• SHORT PROBLEM
Rewrite every line of the following material as a numbered list, omitting any blank lines.

• DATA EXTRACT
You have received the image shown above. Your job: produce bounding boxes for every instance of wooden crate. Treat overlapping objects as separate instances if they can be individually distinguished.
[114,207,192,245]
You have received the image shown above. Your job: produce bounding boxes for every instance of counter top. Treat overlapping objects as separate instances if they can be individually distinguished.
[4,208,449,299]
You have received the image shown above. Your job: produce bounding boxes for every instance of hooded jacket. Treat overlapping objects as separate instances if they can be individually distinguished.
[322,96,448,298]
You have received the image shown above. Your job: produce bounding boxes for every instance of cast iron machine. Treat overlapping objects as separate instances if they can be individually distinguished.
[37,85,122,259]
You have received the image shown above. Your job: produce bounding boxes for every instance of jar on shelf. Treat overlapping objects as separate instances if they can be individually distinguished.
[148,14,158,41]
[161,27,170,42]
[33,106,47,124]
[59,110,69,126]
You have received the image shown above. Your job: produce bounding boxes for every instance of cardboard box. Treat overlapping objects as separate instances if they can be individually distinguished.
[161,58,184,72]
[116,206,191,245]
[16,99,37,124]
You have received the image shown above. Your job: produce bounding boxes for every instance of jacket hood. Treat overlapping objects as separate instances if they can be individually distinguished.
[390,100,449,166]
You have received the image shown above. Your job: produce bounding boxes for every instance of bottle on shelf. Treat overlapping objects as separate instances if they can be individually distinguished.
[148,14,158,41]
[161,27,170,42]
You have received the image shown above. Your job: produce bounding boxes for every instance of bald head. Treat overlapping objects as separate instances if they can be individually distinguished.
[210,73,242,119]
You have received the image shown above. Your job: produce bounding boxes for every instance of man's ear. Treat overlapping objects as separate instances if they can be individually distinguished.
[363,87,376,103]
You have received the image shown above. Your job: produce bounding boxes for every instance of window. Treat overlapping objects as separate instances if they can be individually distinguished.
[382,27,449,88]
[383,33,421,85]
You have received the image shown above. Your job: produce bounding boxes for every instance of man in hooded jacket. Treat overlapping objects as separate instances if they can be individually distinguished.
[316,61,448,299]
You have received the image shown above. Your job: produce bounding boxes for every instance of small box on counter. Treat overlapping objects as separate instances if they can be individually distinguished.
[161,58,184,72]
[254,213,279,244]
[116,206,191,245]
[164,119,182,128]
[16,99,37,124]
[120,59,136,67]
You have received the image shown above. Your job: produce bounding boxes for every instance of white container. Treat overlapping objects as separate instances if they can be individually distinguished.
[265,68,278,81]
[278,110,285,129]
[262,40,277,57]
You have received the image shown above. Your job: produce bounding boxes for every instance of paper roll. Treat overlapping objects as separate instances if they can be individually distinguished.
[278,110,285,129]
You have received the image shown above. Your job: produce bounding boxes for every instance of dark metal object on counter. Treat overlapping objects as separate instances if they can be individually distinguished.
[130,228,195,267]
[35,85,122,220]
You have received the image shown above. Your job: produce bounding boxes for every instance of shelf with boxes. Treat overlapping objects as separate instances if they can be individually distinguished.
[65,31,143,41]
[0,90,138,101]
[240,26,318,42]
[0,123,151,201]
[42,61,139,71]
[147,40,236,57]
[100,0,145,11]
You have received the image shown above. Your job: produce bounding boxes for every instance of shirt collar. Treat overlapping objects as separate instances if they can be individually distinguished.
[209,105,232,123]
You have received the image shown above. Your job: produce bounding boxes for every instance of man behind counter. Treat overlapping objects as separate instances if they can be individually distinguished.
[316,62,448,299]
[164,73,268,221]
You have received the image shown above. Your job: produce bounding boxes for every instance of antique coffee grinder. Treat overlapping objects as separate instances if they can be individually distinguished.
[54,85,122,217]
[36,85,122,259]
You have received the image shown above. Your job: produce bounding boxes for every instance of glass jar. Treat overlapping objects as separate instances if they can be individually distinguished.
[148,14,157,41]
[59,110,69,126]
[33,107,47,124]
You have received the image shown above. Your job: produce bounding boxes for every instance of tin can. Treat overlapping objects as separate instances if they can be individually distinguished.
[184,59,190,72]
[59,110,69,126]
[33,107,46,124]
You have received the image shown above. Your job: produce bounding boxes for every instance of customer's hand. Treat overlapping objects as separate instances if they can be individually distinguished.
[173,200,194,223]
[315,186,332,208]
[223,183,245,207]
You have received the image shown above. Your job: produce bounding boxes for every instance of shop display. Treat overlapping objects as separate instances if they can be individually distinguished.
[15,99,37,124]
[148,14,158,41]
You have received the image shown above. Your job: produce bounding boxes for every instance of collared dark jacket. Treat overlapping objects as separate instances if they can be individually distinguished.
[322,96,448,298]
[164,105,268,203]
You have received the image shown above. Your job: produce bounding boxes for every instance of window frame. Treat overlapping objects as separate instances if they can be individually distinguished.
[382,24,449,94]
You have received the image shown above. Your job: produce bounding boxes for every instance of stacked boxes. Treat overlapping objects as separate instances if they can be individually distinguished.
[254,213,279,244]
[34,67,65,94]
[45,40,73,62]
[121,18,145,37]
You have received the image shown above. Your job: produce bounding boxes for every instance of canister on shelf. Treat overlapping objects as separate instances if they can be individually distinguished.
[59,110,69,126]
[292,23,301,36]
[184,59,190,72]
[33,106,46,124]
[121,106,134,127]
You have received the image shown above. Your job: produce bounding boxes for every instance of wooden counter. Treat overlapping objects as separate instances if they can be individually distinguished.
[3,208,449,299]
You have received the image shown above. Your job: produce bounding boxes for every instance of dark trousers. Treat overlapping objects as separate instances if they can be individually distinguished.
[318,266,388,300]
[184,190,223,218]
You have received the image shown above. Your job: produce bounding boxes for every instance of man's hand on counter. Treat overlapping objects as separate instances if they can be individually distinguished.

• TASK SOLUTION
1. You have received the image shown above. Your job: produce bounding boxes for every instance of wooden crate. Treat overlapping objects as separate instances if they can be individually distinguished.
2. [114,207,192,245]
3. You have received the image shown above. Your job: produce bounding boxes for every instance of counter top. Treat overlapping objects as separate instances if they can be individually distinguished.
4. [4,208,449,299]
5. You have received the image shown above. Your job: produce bounding boxes for every instance of hooded jacket. Treat overlapping objects as separate instances if they can be individually distinguished.
6. [322,96,448,298]
7. You have received the image shown above. Your job: produce bounding boxes for every instance of cast iron machine. Treat overlapping objects as separate instances if they can be individually distinguished.
8. [37,85,122,259]
9. You have received the image shown above. Your job: produce bounding boxes for every instance of jar on shelf. Treat overlapping objects as separate instances if they can be individually distinguished.
10. [148,14,158,41]
11. [161,27,170,42]
12. [33,106,47,124]
13. [59,110,69,126]
14. You have received the image shown above. Your job: produce bounding boxes for every instance of cardboard box. Treat overlapping objects as separate instances if they can be individually distinguished.
15. [161,58,184,72]
16. [116,206,191,245]
17. [16,99,37,124]
18. You have received the image shown above. Your job: produce bounding boxes for every instance of jacket hood. Treat overlapping objects as separate instances if they can be individually distinguished.
19. [390,100,449,166]
20. You have received the image shown above. Your job: produce bounding boxes for every instance of bottle on shelf. Treat overlapping objects as separate instances if they can be individually distinguished.
21. [148,14,158,41]
22. [161,27,170,42]
23. You have received the image shown above. Your job: produce bounding boxes for every instance of bald head. Treat overlapping objects as separate instances if they can be individually distinguished.
24. [210,73,242,119]
25. You have received the image shown above. Your job: produce bounding boxes for every instance of man's ear. Treat overlapping objects as separate instances if they can be individually distinguished.
26. [363,87,376,103]
27. You have received the image shown above. Your job: produce bounding boxes for every instance of window. Treat overlapping objects as separate instances if they can be individually distinguished.
28. [382,27,449,88]
29. [383,33,421,85]
30. You have received the image shown above. Your job: produce bounding boxes for every instance of man in hooded jacket. Treat overlapping objects as separate instances if they can be individually distinguished.
31. [316,61,448,299]
32. You have received the image shown above. Your job: produce bounding boxes for every instance of small box on counter. Treat overlapping objects as separate instances if they can be individually distinguished.
33. [161,58,184,72]
34. [254,213,279,244]
35. [116,206,191,245]
36. [164,119,182,128]
37. [16,99,37,124]
38. [120,59,136,67]
39. You have received the image shown above. Your job: produce bounding boxes for every instance of white container. Treat overlapping objects as separate instances if they can be individually distinguished.
40. [265,68,278,81]
41. [278,110,285,129]
42. [262,40,277,57]
43. You have received the image shown above. Your job: produce bounding boxes for every instance of paper roll. Treat overlapping objects as separate instances if they can be individually distinguished.
44. [278,110,285,129]
45. You have received the image shown above. Your job: produce bounding boxes for every instance of dark metal object on counter. Treat overlapping objects as separate instances if they can be individually distinguished.
46. [130,228,195,267]
47. [35,85,122,220]
48. You have received the image shown above. Your job: produce bounding boxes for every instance of shelf with boxes. Treat overlapping objects as separate instances if they can be individually distinguished.
49. [65,31,143,41]
50. [0,90,138,101]
51. [240,26,318,42]
52. [0,123,151,201]
53. [42,61,139,71]
54. [147,40,236,57]
55. [100,0,145,11]
56. You have received the image shown above. Your job: produce bounding boxes for every instance of shirt collar. Treat overlapping objects as separate instances if they can be individually distinguished.
57. [209,105,232,123]
58. You have received the image shown above. Your job: produce bounding boxes for every instance of man behind counter. Treat overlapping objects as separate instances if they can be individually distinguished.
59. [316,62,448,299]
60. [164,73,268,221]
61. You have received the image shown above. Your job: produce bounding boxes for every instance of antique coffee grinder. Treat overlapping objects as separate instances if they can be individually distinguished.
62. [54,85,122,217]
63. [36,85,122,259]
64. You have received the image shown above. Your job: produce bounding boxes for every instance of glass jar. Treat overlapping objects as separate instances if they can be individually distinguished.
65. [148,14,157,41]
66. [59,110,69,126]
67. [33,107,47,124]
68. You have received the image shown above. Your job: produce bounding boxes for every instance of tin can. Treat overlapping objects as separate instances if they can be individually distinguished.
69. [184,59,190,72]
70. [59,110,69,126]
71. [33,107,46,124]
72. You have received the image shown above. Your job: produce bounding boxes for every instance of customer's hand. Treat overlapping objects as separate instances if they can be individually distinguished.
73. [173,200,194,223]
74. [315,186,332,208]
75. [223,183,245,207]
76. You have received the image shown above. Your job: produce bounding boxes for every instance of shop display. Treat overlapping objects as separate instances if they can be individually distinguished.
77. [15,99,37,124]
78. [148,14,158,41]
79. You have received the image shown above. Your job: produce bounding boxes for every instance of collared dark jacket. Treat overlapping objects as separate instances if they can be individually distinguished.
80. [322,96,448,298]
81. [164,105,268,203]
82. You have received the image shown above. Your job: produce bounding boxes for every instance of window frame. Treat overlapping objects as separate instances if they can be individually distinguished.
83. [382,24,449,94]
84. You have received the image shown above. Your job: produce bounding boxes for every instance of stacked boxes. Treat overlapping objects as separate instances if they can be individually distinguished.
85. [254,213,279,244]
86. [34,67,65,94]
87. [45,40,73,62]
88. [121,18,145,37]
89. You have received the image shown above. Your job: produce bounding boxes for every instance of canister on shelf. Treat overlapping objects as separate instances if they can be individually distinguished.
90. [59,110,69,126]
91. [292,23,301,36]
92. [184,59,190,72]
93. [33,106,46,124]
94. [121,106,134,127]
95. You have received the image shown above. Your job: produce bounding boxes for every instance of wooden counter. Treat overlapping objects as separate instances if they can be individually distinguished.
96. [3,208,449,299]
97. You have received the image shown above. Your job: produce bounding boxes for every instance of dark trousers. Treat overlapping objects as separate instances if they can be individually distinguished.
98. [318,266,388,300]
99. [184,190,223,218]
100. You have received the image shown above. Your job: produce bounding boxes for every instance of man's hand on counter. Treat overlapping objects as separate instances if they can be individually distinguished.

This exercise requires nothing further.